### DIRECTIVE
Return every line below that contains the word "target", copying each one in full.

start PROVIDED RECORDS

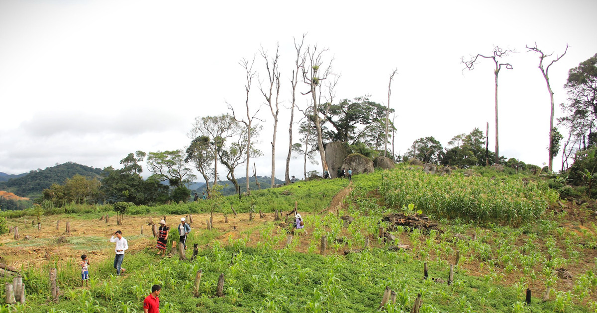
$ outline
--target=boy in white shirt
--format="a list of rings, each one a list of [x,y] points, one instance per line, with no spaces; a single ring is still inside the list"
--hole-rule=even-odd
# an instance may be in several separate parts
[[[115,237],[114,236],[116,235]],[[124,273],[127,270],[122,268],[122,260],[124,259],[124,250],[128,249],[128,243],[127,240],[122,237],[122,232],[117,230],[110,238],[110,242],[116,243],[116,256],[114,257],[114,268],[116,269],[116,275],[120,275],[121,273]]]

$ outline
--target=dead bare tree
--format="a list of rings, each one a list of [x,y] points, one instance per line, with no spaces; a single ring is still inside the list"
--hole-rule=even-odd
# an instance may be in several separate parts
[[[255,113],[252,116],[251,115],[250,111],[249,111],[249,91],[251,91],[251,82],[253,80],[253,78],[255,77],[255,72],[253,71],[253,64],[255,63],[255,57],[253,57],[253,60],[251,61],[250,64],[249,64],[249,60],[244,58],[239,62],[241,66],[245,69],[245,72],[247,73],[247,84],[245,85],[245,91],[247,94],[247,98],[245,101],[245,104],[247,106],[247,120],[245,120],[245,117],[242,117],[239,119],[236,117],[236,115],[234,111],[234,108],[232,106],[226,102],[226,104],[231,111],[232,111],[232,118],[235,119],[236,122],[242,123],[247,127],[247,194],[250,193],[250,190],[249,188],[249,165],[250,164],[250,152],[251,152],[251,126],[253,124],[254,119],[257,119],[259,120],[261,120],[259,119],[256,117],[256,116],[258,113],[259,113],[259,110],[260,108],[257,109]],[[261,122],[263,122],[261,120]]]
[[[549,92],[549,101],[550,104],[551,105],[551,114],[549,116],[549,149],[548,151],[548,157],[549,162],[547,163],[547,169],[549,170],[550,172],[553,172],[553,142],[552,138],[553,138],[553,91],[552,91],[552,86],[549,84],[549,76],[548,76],[548,72],[549,72],[549,67],[553,64],[553,63],[559,61],[559,59],[562,58],[566,54],[568,51],[568,44],[566,44],[566,49],[564,51],[564,53],[561,55],[556,55],[556,57],[552,60],[549,64],[547,67],[543,66],[543,60],[546,58],[551,57],[553,55],[552,52],[550,54],[545,54],[543,51],[541,51],[537,47],[537,42],[535,43],[534,47],[528,47],[528,45],[526,45],[527,51],[527,52],[533,51],[536,53],[539,54],[539,66],[538,67],[541,70],[541,73],[543,75],[543,78],[545,79],[545,83],[547,85],[547,91]]]
[[[304,59],[301,57],[301,49],[303,48],[303,43],[304,42],[304,36],[306,34],[303,34],[303,38],[300,44],[297,44],[296,39],[294,39],[294,49],[297,51],[297,58],[294,61],[296,69],[293,70],[293,78],[290,80],[290,83],[293,86],[293,103],[290,106],[290,126],[288,128],[290,140],[288,141],[288,155],[286,157],[286,172],[284,175],[284,179],[286,184],[290,184],[290,157],[293,153],[293,121],[294,119],[294,107],[296,105],[296,89],[297,84],[298,83],[298,72],[304,65]]]
[[[261,82],[259,83],[259,89],[261,91],[261,94],[263,95],[263,97],[265,97],[266,104],[269,107],[270,111],[272,113],[272,116],[273,117],[273,135],[271,142],[272,188],[273,188],[273,185],[276,184],[276,133],[278,131],[278,115],[280,113],[278,100],[278,97],[280,95],[280,72],[278,70],[278,61],[280,57],[280,55],[278,54],[279,49],[279,43],[276,43],[276,55],[272,58],[271,60],[269,58],[267,52],[263,49],[263,47],[261,47],[261,50],[259,51],[259,53],[261,54],[261,57],[263,57],[265,60],[265,68],[267,70],[267,77],[269,79],[269,92],[264,91],[263,86],[261,85]],[[274,104],[272,103],[272,92],[274,86],[276,86],[275,106],[274,106]]]
[[[387,109],[386,110],[386,145],[383,148],[383,156],[386,156],[386,151],[387,151],[387,132],[389,129],[389,123],[388,117],[390,116],[390,95],[392,95],[392,80],[394,79],[394,75],[398,72],[398,69],[395,69],[390,75],[390,83],[387,85]],[[394,160],[394,157],[392,157],[392,160]]]
[[[319,156],[321,157],[321,166],[323,171],[328,171],[328,163],[325,161],[325,150],[324,147],[323,134],[321,130],[321,121],[319,117],[319,107],[321,106],[321,98],[318,99],[317,91],[318,87],[321,87],[322,82],[332,75],[332,62],[333,59],[330,61],[327,68],[324,70],[322,69],[324,65],[324,54],[327,49],[318,50],[317,45],[307,47],[303,54],[303,58],[305,59],[305,63],[309,61],[309,67],[307,68],[306,64],[302,66],[303,79],[304,83],[309,85],[309,91],[303,94],[307,95],[311,94],[313,97],[313,122],[317,130],[317,145],[319,151]],[[320,91],[321,95],[321,91]]]
[[[469,70],[472,70],[475,69],[475,64],[477,62],[477,60],[479,57],[484,58],[490,58],[493,60],[493,63],[496,64],[496,69],[494,70],[493,73],[495,75],[496,79],[496,164],[499,164],[500,163],[500,148],[498,144],[498,136],[497,131],[498,126],[498,119],[497,119],[497,77],[498,75],[500,73],[500,70],[501,70],[501,67],[504,66],[506,69],[511,70],[513,69],[512,65],[510,63],[500,63],[499,60],[502,57],[507,56],[510,53],[515,52],[514,50],[510,50],[509,49],[502,49],[498,46],[494,46],[493,51],[491,55],[484,55],[482,54],[477,54],[474,57],[470,58],[470,61],[464,61],[464,57],[463,57],[460,58],[461,62],[464,64]]]

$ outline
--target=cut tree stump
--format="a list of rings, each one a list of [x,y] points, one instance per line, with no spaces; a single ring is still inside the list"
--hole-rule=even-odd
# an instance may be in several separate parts
[[[58,302],[58,296],[60,295],[60,288],[56,284],[56,278],[58,277],[58,270],[56,268],[50,269],[50,290],[52,293],[52,300],[54,303]]]
[[[216,295],[219,297],[224,296],[224,273],[220,274],[218,278],[218,287],[216,291]]]
[[[193,290],[193,293],[195,297],[199,296],[199,287],[201,283],[201,275],[202,273],[202,270],[199,269],[197,271],[197,274],[195,276],[195,290]]]

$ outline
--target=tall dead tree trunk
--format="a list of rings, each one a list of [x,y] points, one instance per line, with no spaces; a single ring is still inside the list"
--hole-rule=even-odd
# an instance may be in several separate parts
[[[278,60],[280,55],[278,54],[279,51],[279,43],[276,44],[276,55],[272,59],[271,63],[268,60],[267,52],[261,47],[260,54],[265,60],[265,67],[267,70],[267,76],[269,78],[269,93],[263,90],[263,86],[260,84],[260,89],[261,94],[265,97],[266,104],[269,107],[270,111],[272,113],[272,117],[273,117],[273,135],[272,138],[272,188],[276,184],[276,134],[278,131],[278,115],[280,113],[278,104],[278,97],[280,95],[280,72],[278,67]],[[275,106],[272,103],[272,92],[273,86],[276,86],[276,101]]]
[[[506,57],[511,52],[515,52],[514,50],[510,49],[504,49],[500,48],[498,46],[495,46],[491,56],[484,55],[482,54],[477,54],[475,57],[472,57],[470,61],[464,61],[464,58],[463,57],[461,58],[461,63],[464,64],[467,69],[469,70],[472,70],[475,69],[475,64],[477,62],[477,59],[479,57],[484,58],[490,58],[493,60],[494,63],[496,64],[495,70],[494,70],[494,75],[495,76],[495,82],[496,82],[496,94],[495,94],[495,101],[496,101],[496,164],[500,163],[500,147],[499,147],[499,137],[498,132],[498,113],[497,113],[497,79],[498,75],[500,73],[500,70],[501,69],[502,66],[506,67],[506,69],[511,70],[513,69],[512,64],[510,63],[500,63],[498,59],[501,57]]]
[[[303,39],[300,44],[297,44],[296,40],[294,40],[294,49],[297,51],[297,58],[294,61],[296,69],[293,70],[293,79],[290,80],[290,83],[293,86],[293,102],[290,106],[290,126],[288,127],[289,141],[288,141],[288,154],[286,157],[286,172],[284,174],[284,179],[286,184],[290,184],[290,157],[293,153],[293,121],[294,119],[294,106],[296,105],[296,89],[297,84],[298,83],[298,71],[301,67],[304,64],[304,59],[301,57],[300,51],[303,48],[303,43],[304,42],[305,35],[303,35]]]
[[[244,58],[242,60],[239,62],[239,64],[241,66],[245,69],[247,73],[247,84],[245,85],[245,91],[246,92],[247,98],[245,101],[245,105],[247,107],[247,120],[245,120],[245,118],[242,117],[241,119],[236,118],[236,115],[234,111],[234,108],[232,107],[229,103],[227,103],[228,106],[228,109],[232,111],[232,117],[236,121],[242,123],[247,127],[247,164],[246,164],[246,178],[247,178],[247,194],[249,194],[250,193],[250,189],[249,188],[249,165],[250,163],[250,153],[251,153],[251,126],[253,124],[253,119],[256,117],[255,116],[257,115],[257,113],[259,112],[259,109],[256,111],[255,113],[253,116],[251,116],[250,111],[249,111],[249,91],[251,91],[251,83],[253,81],[253,78],[255,77],[255,72],[253,71],[253,64],[255,63],[255,58],[253,58],[253,61],[249,63],[249,61]],[[259,120],[259,119],[257,119]],[[263,121],[262,121],[263,122]]]
[[[324,53],[327,49],[318,51],[317,46],[309,47],[304,54],[306,60],[309,61],[310,67],[307,69],[304,65],[303,66],[303,79],[307,85],[309,86],[310,90],[303,94],[304,95],[311,94],[313,98],[313,122],[317,130],[317,147],[319,151],[319,156],[321,158],[321,166],[323,171],[328,171],[328,163],[325,160],[325,150],[324,147],[323,132],[321,130],[321,121],[319,117],[319,109],[321,103],[318,99],[316,92],[318,88],[321,87],[322,82],[327,79],[328,76],[331,74],[331,60],[328,66],[327,69],[322,70],[321,69],[324,64],[322,60]],[[321,94],[321,92],[320,92]]]
[[[392,72],[392,75],[390,75],[390,83],[387,85],[387,109],[386,109],[386,145],[383,148],[383,156],[386,156],[386,151],[387,151],[387,133],[389,130],[388,117],[390,116],[390,95],[392,95],[392,80],[394,79],[394,75],[396,75],[396,72],[398,70],[398,69],[395,69]],[[394,159],[393,157],[392,159]]]
[[[549,102],[551,106],[551,113],[549,115],[549,149],[548,151],[548,161],[547,168],[549,170],[549,172],[551,173],[553,171],[553,91],[552,91],[552,86],[549,84],[549,76],[548,76],[549,72],[549,67],[550,67],[553,63],[559,61],[559,59],[562,58],[566,54],[568,51],[568,44],[566,44],[566,49],[564,50],[564,53],[561,55],[556,56],[555,60],[552,60],[551,63],[547,65],[547,67],[543,67],[543,60],[547,57],[550,57],[553,53],[551,54],[545,54],[543,51],[539,49],[537,47],[537,43],[535,43],[535,47],[528,47],[527,46],[527,52],[528,51],[534,51],[539,54],[539,66],[538,67],[541,70],[541,73],[543,75],[543,78],[545,79],[545,83],[547,85],[547,91],[549,92]]]

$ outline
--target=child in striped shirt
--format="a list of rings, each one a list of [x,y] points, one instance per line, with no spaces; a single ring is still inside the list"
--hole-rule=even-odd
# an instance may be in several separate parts
[[[81,259],[82,260],[79,262],[79,265],[81,266],[81,286],[84,287],[85,282],[89,279],[89,271],[87,269],[87,266],[89,265],[89,259],[85,255],[81,256]]]

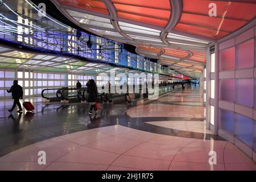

end PROVIDED RECORDS

### EXERCISE ANSWER
--target=boy in white shirt
--target=dead bare tree
--target=cut tree stump
--target=tall dead tree trunk
--target=child in striped shirt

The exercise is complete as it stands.